§ The tasks
• A. List each distinct distance in kilometers that appears in the worked example on the car's journey, leaving out speeds.
• B. Extend the worked example on the car's journey, picking up after its last sentence.

Notice that the unit measurement for speed, in this case, is km/hr. Thus, a unit conversion of from minutes into hours is required before proceeding with the calculation, as shown below

$d_{\frac{1}{2}\text{h}} \ = \ \text{speed} \ \times \ \text{time taken} \\ \\ \\ d_{\frac{1}{2}\text{h}} \ = \ 80 \ \text{km h}^{-1} \ \times \ \left(\displaystyle\frac{30}{60} \ \text{h}\right) \\ \\ \\ d_{\frac{1}{2}\text{h}} \ = \ 80 \ \text{km h}^{-1} \ \times \ 0.5 \ \text{h} \\ \\ \\ d_{\frac{1}{2}\text{h}} \ = \ 40 \ \text{km}$

Now, it is known that the car traveled 40 km for the first 30 minutes. Hence, the remaining distance, $d_{\text{remain}}$ , in which the driver reduces the speed to 40km/hr is

$d_{\text{remain}} \ = \ 100 \ \text{km} \ - \ 40 \ \text{km} \\ \\ \\ d_{\text{remain}} \ = \ 60 \ \text{km}$ .

Subsequently, we would also like to know the time taken for the car to reach its destination, denoted by $t_{\text{remian}}$ .

§ Recorded data
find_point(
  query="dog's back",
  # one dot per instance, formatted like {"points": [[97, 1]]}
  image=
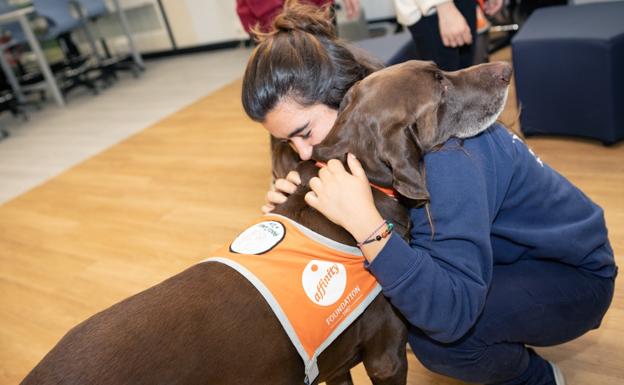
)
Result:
{"points": [[208, 324]]}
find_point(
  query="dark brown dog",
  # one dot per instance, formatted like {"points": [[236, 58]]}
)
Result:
{"points": [[209, 325]]}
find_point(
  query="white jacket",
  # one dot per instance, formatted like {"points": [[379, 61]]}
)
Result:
{"points": [[410, 11]]}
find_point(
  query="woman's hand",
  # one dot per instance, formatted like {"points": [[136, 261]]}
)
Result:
{"points": [[492, 6], [345, 198], [454, 29], [280, 191]]}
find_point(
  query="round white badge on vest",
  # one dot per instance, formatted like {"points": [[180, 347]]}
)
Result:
{"points": [[324, 282], [259, 238]]}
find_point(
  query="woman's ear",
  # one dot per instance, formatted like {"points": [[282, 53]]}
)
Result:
{"points": [[283, 158]]}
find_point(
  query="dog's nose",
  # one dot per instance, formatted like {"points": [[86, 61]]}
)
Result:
{"points": [[503, 72]]}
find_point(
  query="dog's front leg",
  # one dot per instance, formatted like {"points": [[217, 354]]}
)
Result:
{"points": [[341, 379], [384, 356]]}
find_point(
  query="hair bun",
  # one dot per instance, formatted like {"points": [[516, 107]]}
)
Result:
{"points": [[308, 18]]}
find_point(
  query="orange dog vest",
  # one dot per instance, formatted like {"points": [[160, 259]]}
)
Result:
{"points": [[317, 287]]}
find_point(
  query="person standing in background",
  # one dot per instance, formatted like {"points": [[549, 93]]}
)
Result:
{"points": [[443, 30], [262, 12]]}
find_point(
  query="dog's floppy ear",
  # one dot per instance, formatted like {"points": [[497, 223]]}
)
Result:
{"points": [[283, 158], [404, 158]]}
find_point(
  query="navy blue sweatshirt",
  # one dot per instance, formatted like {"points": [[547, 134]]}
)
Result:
{"points": [[493, 201]]}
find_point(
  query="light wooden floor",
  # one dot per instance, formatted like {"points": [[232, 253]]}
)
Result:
{"points": [[161, 200]]}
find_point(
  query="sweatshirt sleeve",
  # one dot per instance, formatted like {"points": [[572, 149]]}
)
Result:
{"points": [[440, 283]]}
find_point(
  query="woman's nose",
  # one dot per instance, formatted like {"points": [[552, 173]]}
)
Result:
{"points": [[303, 148]]}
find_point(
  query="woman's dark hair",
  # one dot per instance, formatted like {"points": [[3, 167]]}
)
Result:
{"points": [[301, 57]]}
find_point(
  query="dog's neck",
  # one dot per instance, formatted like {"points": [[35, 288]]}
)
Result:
{"points": [[299, 211]]}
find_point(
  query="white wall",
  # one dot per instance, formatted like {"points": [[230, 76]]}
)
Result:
{"points": [[378, 9], [199, 22]]}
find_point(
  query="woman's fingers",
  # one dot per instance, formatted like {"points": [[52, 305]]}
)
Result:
{"points": [[294, 177], [267, 208]]}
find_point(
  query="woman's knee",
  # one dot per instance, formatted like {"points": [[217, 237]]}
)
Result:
{"points": [[470, 359]]}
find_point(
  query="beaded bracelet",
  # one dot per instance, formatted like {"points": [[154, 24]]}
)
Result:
{"points": [[372, 238]]}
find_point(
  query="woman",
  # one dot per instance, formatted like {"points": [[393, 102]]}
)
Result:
{"points": [[444, 30], [518, 257]]}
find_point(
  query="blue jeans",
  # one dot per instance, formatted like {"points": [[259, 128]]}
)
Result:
{"points": [[426, 35], [530, 302]]}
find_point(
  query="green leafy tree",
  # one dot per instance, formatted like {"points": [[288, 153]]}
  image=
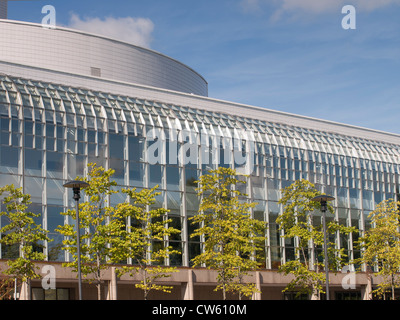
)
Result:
{"points": [[381, 246], [100, 227], [231, 236], [299, 222], [21, 230], [144, 241]]}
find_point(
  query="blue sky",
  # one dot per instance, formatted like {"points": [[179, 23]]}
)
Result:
{"points": [[287, 55]]}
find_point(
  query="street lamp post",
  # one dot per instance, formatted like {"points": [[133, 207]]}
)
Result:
{"points": [[323, 199], [76, 187]]}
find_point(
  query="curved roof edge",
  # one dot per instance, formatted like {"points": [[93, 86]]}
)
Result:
{"points": [[198, 102], [174, 74]]}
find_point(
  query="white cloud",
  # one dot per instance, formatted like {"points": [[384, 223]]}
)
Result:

§ Solved problems
• A. 40 km, 100 km, 60 km

• B.
$t_{\text{remain}} \ = \ \displaystyle\frac{\text{distance}}{\text{speed}} \\ \\ \\ t_{\text{remain}} \ = \ \displaystyle\frac{60 \ \text{km}}{40 \ \text{km hr}^{-1}} \\ \\ \\ t_{\text{remain}} \ = \ 1.5 \ \text{hours}$ .

Finally, with all the required values at hand, the average speed of the car for the entire trip is calculated as the ratio of the change in distance over the change in time.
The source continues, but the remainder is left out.